--- EXERCICE ÉCRIT ---
D'après l'extrait, combien de passagers voyageaient souvent chaque jour entre Greenock et Glasgow quatre ans après l'arrivée du bateau à vapeur ?

--- EXTRAIT ---
Un an se passa dans ces dispositions défavorables. Aussi pendant cette première année, Henry Bell ne retira-t-il que des pertes de son entreprise. Cependant on finit par reconnaître que les passagers étaient transportés par la Comète, aussi rapidement sur les 24 milles de son parcours, que par le coche d’eau, et avec un tiers d’économie ; ce qui commença à réconcilier le pays avec le nouveau mode de navigation.

Les bénéfices, toutefois, n’arrivaient pas plus vite pour le propriétaire de la Comète. Afin d’édifier complétement le public sur les avantages et la sécurité de son bateau, Henry Bell le fit naviguer sur toute la côte de l’Écosse, de l’Angleterre et de l’Irlande. Le public se montra dès lors moins timide, et les passagers finirent par affluer sur le bateau à vapeur.

Avant l’établissement de ce paquebot, le nombre moyen des voyageurs entre Greenock et Glasgow ne dépassait pas 80 par jour. Quatre années après, il n’était pas rare de compter chaque jour, 450 passagers, jouissant du plaisir d’une excursion sur l’eau, aux bords enchanteurs de la Clyde.

Pour satisfaire l’extension croissante de la circulation entre ces deux points, Henry Bell fit construire en 1815, un bateau plus puissant : c’était le Rob-Roy, nom tiré d’un roman de Walter Scott. Ce bateau, du port de 90 tonneaux, et pourvu d’une machine de 30 chevaux de force, fut employé à la traversée de la Clyde et de Belfast.

Pendant l’automne de la même année, plusieurs autres bateaux, construits par Henry Bell, furent envoyés sur divers points de l’Angleterre, et commencèrent à généraliser dans la Grande-Bretagne l’emploi des machines à vapeur dans la navigation sur les rivières.

D’après R. Stuart, pendant que Henry Bell préludait en Écosse à l’établissement de la navigation par la vapeur, c’est-à-dire pendant l’année 1811, un constructeur de l’Irlande, M. Dawson, qui s’occupait, de son côté, du même objet, fit construire un bateau d’essai, du port de 50 tonneaux, qui était mis en mouvement par une petite machine à vapeur marchant à haute pression. Par une coïncidence curieuse, ce bateau reçut le nom de la Comète, comme celui que Henry Bell, en Écosse, lançait, pendant la même année, sur les eaux de la Clyde[1].

--- DONNÉES FOURNIES ---
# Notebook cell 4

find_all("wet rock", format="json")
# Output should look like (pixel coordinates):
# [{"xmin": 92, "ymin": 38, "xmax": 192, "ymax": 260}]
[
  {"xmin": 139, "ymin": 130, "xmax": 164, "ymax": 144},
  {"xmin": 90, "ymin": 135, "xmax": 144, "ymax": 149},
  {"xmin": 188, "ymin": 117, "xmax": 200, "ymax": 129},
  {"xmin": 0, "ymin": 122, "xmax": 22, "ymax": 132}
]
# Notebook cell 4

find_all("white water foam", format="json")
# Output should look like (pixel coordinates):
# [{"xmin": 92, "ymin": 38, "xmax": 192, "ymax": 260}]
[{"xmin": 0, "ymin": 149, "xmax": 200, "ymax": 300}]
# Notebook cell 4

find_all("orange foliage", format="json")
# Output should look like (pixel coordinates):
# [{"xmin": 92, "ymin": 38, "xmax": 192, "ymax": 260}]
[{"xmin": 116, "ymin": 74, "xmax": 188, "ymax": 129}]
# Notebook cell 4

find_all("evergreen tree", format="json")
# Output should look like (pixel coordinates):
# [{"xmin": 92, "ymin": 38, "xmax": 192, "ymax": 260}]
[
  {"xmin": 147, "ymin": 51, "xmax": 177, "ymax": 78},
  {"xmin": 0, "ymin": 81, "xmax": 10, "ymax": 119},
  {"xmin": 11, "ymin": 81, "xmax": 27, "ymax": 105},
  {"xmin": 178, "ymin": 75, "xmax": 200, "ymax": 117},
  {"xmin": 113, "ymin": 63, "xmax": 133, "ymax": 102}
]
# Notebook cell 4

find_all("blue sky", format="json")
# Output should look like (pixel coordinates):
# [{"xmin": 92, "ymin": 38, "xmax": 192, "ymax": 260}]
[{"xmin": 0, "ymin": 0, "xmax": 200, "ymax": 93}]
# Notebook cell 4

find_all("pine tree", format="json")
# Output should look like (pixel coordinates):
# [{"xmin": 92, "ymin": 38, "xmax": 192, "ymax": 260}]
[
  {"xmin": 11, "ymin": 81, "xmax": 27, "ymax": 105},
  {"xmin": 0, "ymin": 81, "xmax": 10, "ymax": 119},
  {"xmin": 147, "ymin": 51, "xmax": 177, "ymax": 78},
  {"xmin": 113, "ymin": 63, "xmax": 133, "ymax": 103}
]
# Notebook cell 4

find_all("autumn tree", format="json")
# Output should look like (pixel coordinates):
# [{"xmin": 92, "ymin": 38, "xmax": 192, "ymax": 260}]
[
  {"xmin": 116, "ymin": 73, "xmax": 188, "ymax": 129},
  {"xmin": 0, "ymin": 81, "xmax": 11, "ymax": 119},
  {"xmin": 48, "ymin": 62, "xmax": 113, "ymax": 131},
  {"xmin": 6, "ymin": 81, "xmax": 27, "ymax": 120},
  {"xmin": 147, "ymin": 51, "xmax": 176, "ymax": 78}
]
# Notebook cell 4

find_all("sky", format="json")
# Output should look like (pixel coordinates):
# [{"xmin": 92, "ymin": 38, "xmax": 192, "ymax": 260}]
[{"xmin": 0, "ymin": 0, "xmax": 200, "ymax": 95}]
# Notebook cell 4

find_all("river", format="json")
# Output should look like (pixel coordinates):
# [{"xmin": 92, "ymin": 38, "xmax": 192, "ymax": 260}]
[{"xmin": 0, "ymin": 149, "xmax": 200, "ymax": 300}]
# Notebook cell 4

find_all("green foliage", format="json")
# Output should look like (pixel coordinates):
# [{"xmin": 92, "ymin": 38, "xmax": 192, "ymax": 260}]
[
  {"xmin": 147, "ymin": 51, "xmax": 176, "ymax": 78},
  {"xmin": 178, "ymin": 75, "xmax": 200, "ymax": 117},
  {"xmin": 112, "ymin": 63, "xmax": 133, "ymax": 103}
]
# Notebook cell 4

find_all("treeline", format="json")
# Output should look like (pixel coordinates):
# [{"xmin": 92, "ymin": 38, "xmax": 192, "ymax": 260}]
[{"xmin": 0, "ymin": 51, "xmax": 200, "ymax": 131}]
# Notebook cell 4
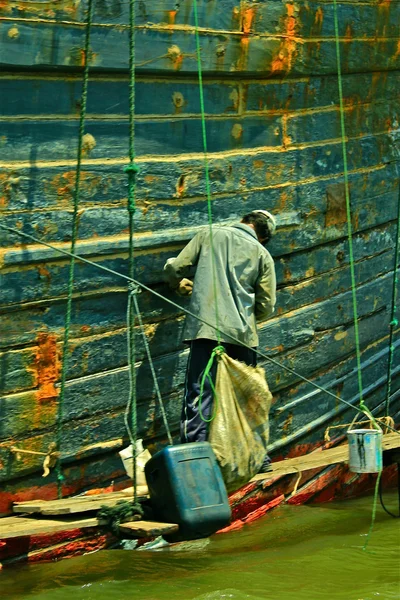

--- LA SOLUTION ---
Il n'était pas rare d'en compter 450 par jour.